Thanks for the reply.No you don,t have to explain yourself.Nice to know whats going on with a decent dog for sale. Heck,why sell a good horse? Reason for selling helps keep folks from suspecting some kind of scary fault(s) hidden.Size a factor if shes to small for your standards of what you have or want thats perfectly fine. I took a stray little, (maybe 13 on her tip toes)female out many years ago and she ran nine in twenty minutes for a partner and I .Accurate count as all bagged. So no doubt she was and yours could be just the ticket for some one.
While I have to leave this one be ,I have a soft spot for little females that want to run. Culling required when trying to get a well oiled pack together, heck even a brace, that,s understood. Good luck lil girl.


----------



## brownitsdown84 (Jan 19, 2009)

Where are you located? I just a small female this past december she's 12 months and still learning. Looking for a dog to accompany her 

Sent from my LG-LS840 using Ohub Campfire mobile app


----------



## homer hounds (Oct 28, 2011)

well a guy that i hunt with once in a while wants her so she is no longer for sale. thanks for all pms and post. happy hunting


----------



## homer hounds (Oct 28, 2011)

mr scronll22 i hope your week is going better, i wish you the the best of luck, i will take you to the woods WHEN YOU CAN GO JUST SO YOU CAN SEE, that the fun is in the hunt and dont jump on others for your bad say. no harm taken just pm me and well set a date. waiting for call. call before 9 989 529 0007


----------



## homer hounds (Oct 28, 2011)

> [Given task 1]
Filter the entries below, keeping each line that contains the word "white". Matching is case-sensitive.

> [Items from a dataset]
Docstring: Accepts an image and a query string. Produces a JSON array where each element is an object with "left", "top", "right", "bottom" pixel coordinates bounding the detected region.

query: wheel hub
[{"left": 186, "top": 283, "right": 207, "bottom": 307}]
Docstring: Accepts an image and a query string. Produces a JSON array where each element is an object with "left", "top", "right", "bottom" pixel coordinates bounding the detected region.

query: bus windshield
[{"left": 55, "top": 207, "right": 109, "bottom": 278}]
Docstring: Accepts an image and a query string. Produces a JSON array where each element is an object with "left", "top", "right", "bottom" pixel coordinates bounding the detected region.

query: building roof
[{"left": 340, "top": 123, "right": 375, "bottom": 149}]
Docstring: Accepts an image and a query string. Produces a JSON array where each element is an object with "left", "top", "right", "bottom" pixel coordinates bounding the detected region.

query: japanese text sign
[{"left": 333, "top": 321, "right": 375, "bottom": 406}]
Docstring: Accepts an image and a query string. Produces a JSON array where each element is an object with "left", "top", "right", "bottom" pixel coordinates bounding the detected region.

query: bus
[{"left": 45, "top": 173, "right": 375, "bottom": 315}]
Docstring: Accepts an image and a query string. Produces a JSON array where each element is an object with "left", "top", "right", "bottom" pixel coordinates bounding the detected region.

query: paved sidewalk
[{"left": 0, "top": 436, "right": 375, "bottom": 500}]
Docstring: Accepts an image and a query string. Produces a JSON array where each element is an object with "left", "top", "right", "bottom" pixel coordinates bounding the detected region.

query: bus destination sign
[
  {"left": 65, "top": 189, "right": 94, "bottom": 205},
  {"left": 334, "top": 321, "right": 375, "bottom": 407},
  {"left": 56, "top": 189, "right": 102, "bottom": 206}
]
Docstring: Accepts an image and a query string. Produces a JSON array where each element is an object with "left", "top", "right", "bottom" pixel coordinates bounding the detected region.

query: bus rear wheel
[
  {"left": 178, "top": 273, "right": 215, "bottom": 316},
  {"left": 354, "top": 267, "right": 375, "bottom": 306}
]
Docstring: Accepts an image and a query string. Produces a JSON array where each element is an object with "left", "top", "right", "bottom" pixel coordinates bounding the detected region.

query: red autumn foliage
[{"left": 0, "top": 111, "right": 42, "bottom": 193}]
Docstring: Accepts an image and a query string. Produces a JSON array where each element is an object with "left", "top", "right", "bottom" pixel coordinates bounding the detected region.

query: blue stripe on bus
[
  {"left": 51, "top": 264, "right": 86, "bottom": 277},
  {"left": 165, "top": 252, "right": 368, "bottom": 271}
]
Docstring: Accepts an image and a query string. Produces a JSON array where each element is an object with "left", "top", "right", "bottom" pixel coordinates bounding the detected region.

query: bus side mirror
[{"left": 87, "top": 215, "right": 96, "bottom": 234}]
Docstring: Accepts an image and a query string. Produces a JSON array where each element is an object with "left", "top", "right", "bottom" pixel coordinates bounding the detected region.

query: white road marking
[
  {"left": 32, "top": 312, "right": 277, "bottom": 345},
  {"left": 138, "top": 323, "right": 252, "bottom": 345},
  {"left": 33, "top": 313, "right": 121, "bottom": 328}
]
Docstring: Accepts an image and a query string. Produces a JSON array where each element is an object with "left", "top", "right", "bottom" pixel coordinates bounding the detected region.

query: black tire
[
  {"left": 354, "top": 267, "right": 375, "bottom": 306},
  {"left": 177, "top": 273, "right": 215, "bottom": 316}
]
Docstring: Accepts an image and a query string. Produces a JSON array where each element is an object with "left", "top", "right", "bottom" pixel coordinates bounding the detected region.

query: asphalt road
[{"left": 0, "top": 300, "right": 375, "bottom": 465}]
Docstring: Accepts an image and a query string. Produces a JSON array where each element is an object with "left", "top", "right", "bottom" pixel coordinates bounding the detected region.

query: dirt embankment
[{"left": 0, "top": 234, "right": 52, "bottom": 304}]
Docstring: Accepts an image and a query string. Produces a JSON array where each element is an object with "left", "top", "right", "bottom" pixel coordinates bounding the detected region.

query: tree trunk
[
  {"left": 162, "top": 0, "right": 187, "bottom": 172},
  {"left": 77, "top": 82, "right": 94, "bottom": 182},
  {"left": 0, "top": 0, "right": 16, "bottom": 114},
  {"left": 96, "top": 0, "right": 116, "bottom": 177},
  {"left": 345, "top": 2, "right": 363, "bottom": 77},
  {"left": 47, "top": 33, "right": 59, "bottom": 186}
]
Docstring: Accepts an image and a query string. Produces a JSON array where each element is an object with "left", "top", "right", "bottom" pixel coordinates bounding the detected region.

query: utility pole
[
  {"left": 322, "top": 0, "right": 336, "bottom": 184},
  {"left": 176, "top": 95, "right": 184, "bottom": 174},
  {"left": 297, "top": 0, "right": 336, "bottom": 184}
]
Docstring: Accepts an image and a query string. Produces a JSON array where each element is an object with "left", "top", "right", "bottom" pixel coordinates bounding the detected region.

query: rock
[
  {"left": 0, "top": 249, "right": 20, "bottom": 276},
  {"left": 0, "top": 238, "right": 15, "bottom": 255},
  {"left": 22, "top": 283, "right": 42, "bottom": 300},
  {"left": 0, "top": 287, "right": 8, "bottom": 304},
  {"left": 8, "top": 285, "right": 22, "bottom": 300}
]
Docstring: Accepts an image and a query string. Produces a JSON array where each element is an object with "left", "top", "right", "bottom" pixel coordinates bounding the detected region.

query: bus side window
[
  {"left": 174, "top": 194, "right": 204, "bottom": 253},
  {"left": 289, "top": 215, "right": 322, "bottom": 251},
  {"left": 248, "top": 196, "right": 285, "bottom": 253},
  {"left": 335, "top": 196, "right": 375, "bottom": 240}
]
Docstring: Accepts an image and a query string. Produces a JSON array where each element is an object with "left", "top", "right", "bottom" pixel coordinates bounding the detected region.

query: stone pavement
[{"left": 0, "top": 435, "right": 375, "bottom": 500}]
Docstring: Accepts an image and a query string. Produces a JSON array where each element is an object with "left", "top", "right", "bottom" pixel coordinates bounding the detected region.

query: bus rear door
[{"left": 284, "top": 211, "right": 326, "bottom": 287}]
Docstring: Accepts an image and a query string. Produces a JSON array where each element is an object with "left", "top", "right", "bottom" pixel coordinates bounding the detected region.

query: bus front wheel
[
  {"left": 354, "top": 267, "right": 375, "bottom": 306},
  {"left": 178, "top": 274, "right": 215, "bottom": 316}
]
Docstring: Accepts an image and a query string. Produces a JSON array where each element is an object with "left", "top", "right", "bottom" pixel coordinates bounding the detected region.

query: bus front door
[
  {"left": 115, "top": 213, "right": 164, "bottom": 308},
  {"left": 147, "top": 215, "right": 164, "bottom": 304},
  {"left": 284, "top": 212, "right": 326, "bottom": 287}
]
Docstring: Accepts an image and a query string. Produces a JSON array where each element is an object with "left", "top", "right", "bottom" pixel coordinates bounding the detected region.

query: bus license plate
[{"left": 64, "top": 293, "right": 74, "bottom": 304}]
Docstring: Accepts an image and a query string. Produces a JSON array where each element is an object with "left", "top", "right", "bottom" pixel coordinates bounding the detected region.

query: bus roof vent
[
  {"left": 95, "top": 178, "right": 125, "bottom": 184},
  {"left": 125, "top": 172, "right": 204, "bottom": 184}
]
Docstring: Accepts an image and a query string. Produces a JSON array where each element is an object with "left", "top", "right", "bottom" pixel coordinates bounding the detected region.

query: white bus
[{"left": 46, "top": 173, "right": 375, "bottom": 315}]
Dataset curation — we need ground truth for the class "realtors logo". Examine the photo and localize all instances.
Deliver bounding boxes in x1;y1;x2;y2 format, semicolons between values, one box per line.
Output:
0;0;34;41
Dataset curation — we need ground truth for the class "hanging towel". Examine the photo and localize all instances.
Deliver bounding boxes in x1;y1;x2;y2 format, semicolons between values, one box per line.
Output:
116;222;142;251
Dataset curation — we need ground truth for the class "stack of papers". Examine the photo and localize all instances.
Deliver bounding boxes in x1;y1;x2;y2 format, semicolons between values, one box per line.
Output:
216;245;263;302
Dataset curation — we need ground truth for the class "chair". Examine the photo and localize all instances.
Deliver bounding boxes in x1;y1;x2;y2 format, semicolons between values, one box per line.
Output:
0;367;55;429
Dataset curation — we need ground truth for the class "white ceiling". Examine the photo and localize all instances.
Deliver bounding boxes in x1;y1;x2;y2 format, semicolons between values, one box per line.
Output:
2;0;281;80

> [Given task 2]
According to the forum thread, why is the female dog no longer for sale?

> [Finished answer 1]
query: white road marking
query: white bus
Dataset curation — we need ground truth for the class "white ceiling". Examine the photo and localize all instances.

> [Finished answer 2]
A guy the seller hunts with once in a while wants her.